• **SHORT EXERCISE**: Copy everything from the line containing "beach with a single marker." down to the end of the records, without changing anything.

— Begin DATA EXCERPTS —

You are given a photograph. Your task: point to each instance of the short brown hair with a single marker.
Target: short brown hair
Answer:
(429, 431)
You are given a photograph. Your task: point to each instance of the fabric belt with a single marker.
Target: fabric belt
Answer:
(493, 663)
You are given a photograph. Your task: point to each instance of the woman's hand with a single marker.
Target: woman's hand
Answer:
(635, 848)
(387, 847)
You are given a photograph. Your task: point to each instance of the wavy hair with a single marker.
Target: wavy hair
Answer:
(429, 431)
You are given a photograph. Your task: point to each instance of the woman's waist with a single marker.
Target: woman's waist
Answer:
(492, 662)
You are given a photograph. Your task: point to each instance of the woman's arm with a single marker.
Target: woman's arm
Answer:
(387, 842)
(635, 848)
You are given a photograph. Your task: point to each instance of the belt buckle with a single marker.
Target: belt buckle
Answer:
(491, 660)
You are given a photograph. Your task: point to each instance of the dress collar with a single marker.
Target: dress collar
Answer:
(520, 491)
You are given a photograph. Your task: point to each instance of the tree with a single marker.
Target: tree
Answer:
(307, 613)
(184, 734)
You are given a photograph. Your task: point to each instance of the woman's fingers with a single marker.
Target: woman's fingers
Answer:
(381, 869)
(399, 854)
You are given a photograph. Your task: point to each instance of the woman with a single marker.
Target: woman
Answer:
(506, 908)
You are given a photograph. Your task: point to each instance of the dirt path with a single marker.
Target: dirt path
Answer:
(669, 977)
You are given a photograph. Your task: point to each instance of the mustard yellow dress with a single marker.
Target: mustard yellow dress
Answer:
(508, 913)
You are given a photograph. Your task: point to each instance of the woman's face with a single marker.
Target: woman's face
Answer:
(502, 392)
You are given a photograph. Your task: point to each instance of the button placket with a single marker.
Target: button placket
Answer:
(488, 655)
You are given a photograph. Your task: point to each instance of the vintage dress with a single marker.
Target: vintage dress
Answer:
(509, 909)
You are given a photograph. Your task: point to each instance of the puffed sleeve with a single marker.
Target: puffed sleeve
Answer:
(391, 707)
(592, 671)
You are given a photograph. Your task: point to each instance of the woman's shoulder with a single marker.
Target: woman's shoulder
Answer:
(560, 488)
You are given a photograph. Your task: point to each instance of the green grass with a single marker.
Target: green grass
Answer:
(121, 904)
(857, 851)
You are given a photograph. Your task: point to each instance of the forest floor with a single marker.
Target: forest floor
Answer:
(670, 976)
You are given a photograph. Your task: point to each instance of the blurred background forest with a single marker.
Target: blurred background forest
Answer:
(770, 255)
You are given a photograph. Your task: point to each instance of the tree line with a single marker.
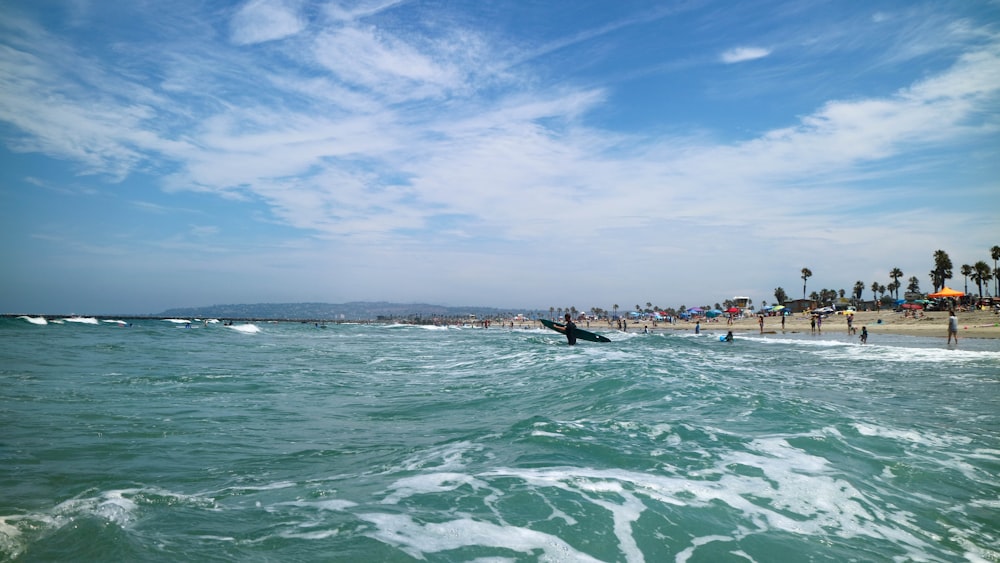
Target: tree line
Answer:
(980, 273)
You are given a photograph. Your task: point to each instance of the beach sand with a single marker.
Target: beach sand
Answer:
(971, 324)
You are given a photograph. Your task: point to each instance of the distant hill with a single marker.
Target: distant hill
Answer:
(359, 310)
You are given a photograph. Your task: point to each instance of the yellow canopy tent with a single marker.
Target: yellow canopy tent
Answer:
(945, 292)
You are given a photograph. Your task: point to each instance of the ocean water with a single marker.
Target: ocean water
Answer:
(288, 442)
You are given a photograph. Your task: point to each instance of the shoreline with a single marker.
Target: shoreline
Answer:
(971, 324)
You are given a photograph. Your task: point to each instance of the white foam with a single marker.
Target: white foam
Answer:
(430, 483)
(81, 320)
(418, 539)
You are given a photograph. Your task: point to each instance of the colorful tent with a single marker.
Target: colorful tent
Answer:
(946, 292)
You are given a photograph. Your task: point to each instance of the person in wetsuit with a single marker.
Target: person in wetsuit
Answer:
(569, 330)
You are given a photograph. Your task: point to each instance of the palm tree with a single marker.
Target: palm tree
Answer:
(966, 272)
(893, 288)
(895, 274)
(942, 269)
(780, 295)
(981, 274)
(995, 253)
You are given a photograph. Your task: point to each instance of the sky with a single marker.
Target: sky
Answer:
(514, 154)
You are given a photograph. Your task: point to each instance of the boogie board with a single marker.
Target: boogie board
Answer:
(580, 333)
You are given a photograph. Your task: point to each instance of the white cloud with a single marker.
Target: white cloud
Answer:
(742, 54)
(258, 21)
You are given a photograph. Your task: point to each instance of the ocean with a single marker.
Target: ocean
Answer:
(292, 442)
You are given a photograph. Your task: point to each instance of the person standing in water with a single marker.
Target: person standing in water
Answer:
(569, 329)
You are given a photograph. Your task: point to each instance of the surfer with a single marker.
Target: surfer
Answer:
(569, 330)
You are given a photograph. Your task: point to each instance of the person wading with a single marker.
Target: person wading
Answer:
(569, 329)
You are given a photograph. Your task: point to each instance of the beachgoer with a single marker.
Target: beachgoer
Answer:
(952, 327)
(569, 329)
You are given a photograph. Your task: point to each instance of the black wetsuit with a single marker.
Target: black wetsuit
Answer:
(570, 332)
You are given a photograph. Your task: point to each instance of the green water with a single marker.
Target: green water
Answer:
(288, 442)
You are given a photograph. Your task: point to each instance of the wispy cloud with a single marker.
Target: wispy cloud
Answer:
(258, 21)
(743, 54)
(441, 146)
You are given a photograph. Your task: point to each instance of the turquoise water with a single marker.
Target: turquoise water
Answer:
(288, 442)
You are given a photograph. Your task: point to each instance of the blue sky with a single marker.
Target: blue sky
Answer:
(508, 154)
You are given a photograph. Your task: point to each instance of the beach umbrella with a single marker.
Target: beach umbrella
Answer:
(946, 292)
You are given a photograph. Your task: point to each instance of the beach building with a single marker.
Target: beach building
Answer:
(800, 305)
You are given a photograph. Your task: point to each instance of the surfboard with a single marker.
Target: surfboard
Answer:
(580, 333)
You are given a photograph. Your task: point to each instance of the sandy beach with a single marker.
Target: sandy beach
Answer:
(972, 324)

— End DATA EXCERPTS —

• **THE REPLY**:
You are given a photograph. Your task: point to each instance of the sandy beach with a single marker.
Target: sandy beach
Answer:
(972, 324)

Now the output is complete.